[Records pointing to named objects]
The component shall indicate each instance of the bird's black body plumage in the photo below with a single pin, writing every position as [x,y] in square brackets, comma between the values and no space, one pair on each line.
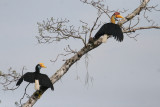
[32,76]
[110,29]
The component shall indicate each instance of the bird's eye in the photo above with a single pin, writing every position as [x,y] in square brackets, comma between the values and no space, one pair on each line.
[39,67]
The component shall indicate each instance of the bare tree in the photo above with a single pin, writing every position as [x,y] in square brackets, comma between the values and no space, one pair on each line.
[56,30]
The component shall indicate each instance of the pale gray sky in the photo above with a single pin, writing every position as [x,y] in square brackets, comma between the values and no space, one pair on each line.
[125,74]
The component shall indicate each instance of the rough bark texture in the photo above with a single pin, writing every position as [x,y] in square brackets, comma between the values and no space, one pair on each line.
[91,45]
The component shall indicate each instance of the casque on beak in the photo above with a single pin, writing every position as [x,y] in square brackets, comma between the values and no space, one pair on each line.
[42,65]
[119,16]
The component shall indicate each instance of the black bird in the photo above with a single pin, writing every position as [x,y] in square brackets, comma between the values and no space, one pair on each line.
[110,29]
[37,78]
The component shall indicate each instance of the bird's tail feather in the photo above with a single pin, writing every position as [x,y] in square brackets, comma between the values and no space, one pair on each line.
[19,81]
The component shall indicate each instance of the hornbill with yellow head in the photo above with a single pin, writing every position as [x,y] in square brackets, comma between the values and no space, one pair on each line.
[37,78]
[110,29]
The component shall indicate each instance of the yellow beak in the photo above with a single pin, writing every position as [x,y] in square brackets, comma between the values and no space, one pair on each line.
[119,16]
[42,65]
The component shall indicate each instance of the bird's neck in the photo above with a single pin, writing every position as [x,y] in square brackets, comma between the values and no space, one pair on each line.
[37,71]
[113,19]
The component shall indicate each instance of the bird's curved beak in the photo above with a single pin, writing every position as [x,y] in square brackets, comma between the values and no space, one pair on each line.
[119,16]
[42,65]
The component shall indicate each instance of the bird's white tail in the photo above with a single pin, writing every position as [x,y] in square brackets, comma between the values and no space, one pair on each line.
[104,38]
[36,84]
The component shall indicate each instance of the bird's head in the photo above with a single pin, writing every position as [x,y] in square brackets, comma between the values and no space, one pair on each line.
[39,66]
[115,16]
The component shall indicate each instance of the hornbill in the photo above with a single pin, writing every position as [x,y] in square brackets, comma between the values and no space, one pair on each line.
[37,77]
[110,29]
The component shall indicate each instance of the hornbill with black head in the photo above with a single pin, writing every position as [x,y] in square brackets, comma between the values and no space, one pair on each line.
[110,29]
[37,78]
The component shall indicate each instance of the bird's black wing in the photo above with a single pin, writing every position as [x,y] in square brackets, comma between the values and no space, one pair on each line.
[110,29]
[29,77]
[45,81]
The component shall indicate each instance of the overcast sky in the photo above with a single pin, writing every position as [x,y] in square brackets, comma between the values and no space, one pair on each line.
[124,74]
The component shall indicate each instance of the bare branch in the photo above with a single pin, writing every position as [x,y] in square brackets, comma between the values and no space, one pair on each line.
[9,79]
[140,28]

» **Description of the task**: Can you lay out all the lines above as a JSON list of strings, one string per line with blank lines omitted? Leave the pictures out of your answer.

» **The output**:
[
  "The component shall indicate each instance of the bird's black body plumage in the photo below with a single pin, writing every position as [x,y] in square brackets, comma between the values and no space, one pair on each line.",
  "[32,76]",
  "[110,29]",
  "The component shall indicate each instance of the bird's eye in the photo above with a single pin, writing every position as [x,y] in square brackets, comma between the values and no space, one pair on each line.",
  "[39,67]",
  "The component shall indicate each instance of the bare tree in the photo above with a single pin, writing every position as [x,y] in square brackets, comma between the values and no space, one pair on each line.",
  "[56,30]",
  "The component shall indicate each instance of the pale gray sky in the photo above with a single pin, writing every position as [x,y] in square brackets, comma between the values and no space, one pair on each line.",
  "[125,74]",
  "The component shall indicate each instance of the rough bark texture in the photo above with a single pin, writing every position as [x,y] in square brackets, comma between the values and no space, one pair on each line.",
  "[91,45]",
  "The component shall indicate each instance of the casque on beak in the photo above with a single pin, writing every position as [x,y] in square brackets, comma between the values and no space, one pair on each line.",
  "[42,65]",
  "[119,16]",
  "The component shall indicate each instance of the black bird in the photo above with a single pin, writing every position as [x,y] in square brackets, comma between the values and no space, one pair on each line.",
  "[110,29]",
  "[37,78]",
  "The component shall indicate each instance of the bird's tail feather in the photo above with a single pin, writing every position as [x,y] in square brackets, comma between the values and no space, one pair on each line.",
  "[19,81]",
  "The component shall indicate each instance of the hornbill with yellow head in the photo above with a single pin, writing every position as [x,y] in square brackets, comma between the values and no space, one pair on each line.",
  "[37,78]",
  "[110,29]",
  "The component shall indicate each instance of the yellow beak in the photo above with a single pin, writing every position as [x,y] in square brackets, comma between the values and no space, one pair on each line.",
  "[119,16]",
  "[42,65]",
  "The component shall indicate each instance of the bird's neck in the photo above with a single pin, writing every position as [x,y] in square brackets, comma between the values and no space, one pair on each line.",
  "[37,71]",
  "[113,19]",
  "The component shall indicate each instance of the bird's curved beak in the photo above with a single pin, writing every position as [x,y] in square brackets, comma between the values and no space, one pair on each line.",
  "[119,16]",
  "[42,65]",
  "The component shall indicate each instance of the bird's white tail in the photo above with a single pin, writing every position as [x,y] in square brackets, comma between the values and no space, one pair on each line.",
  "[104,38]",
  "[36,84]",
  "The component shall indicate each instance of the bird's head in the photo above with a single pin, writing every position as [x,y] in square brackets, comma between the values and no space, one pair on each line.",
  "[39,66]",
  "[115,16]",
  "The component shall indicate each instance of the hornbill in the photo above with a single pin, writing every position as [x,y] in square brackets, comma between the values and no space, one pair on each line.",
  "[37,77]",
  "[110,29]",
  "The component shall indicate each instance of the hornbill with black head in the photo above with a single pin, writing every position as [x,y] in square brackets, comma between the values and no space, one pair on each line.",
  "[110,29]",
  "[37,78]",
  "The component shall indicate each instance of the bird's black wing in the photo above with a single pin, writing every position as [x,y] in square brackets, comma between the values and no space, one pair on each line.",
  "[110,29]",
  "[29,77]",
  "[45,81]",
  "The component shall indicate each instance of the overcast sky in the photo above with a single pin, writing every position as [x,y] in square brackets, comma between the values and no space, one pair on each line.",
  "[124,74]",
  "The component shall indicate each instance of the bare branch in the photo above with a single pin, writing every position as [x,y] in square brackets, comma between the values and no space, one pair on each line.",
  "[9,79]",
  "[140,28]"
]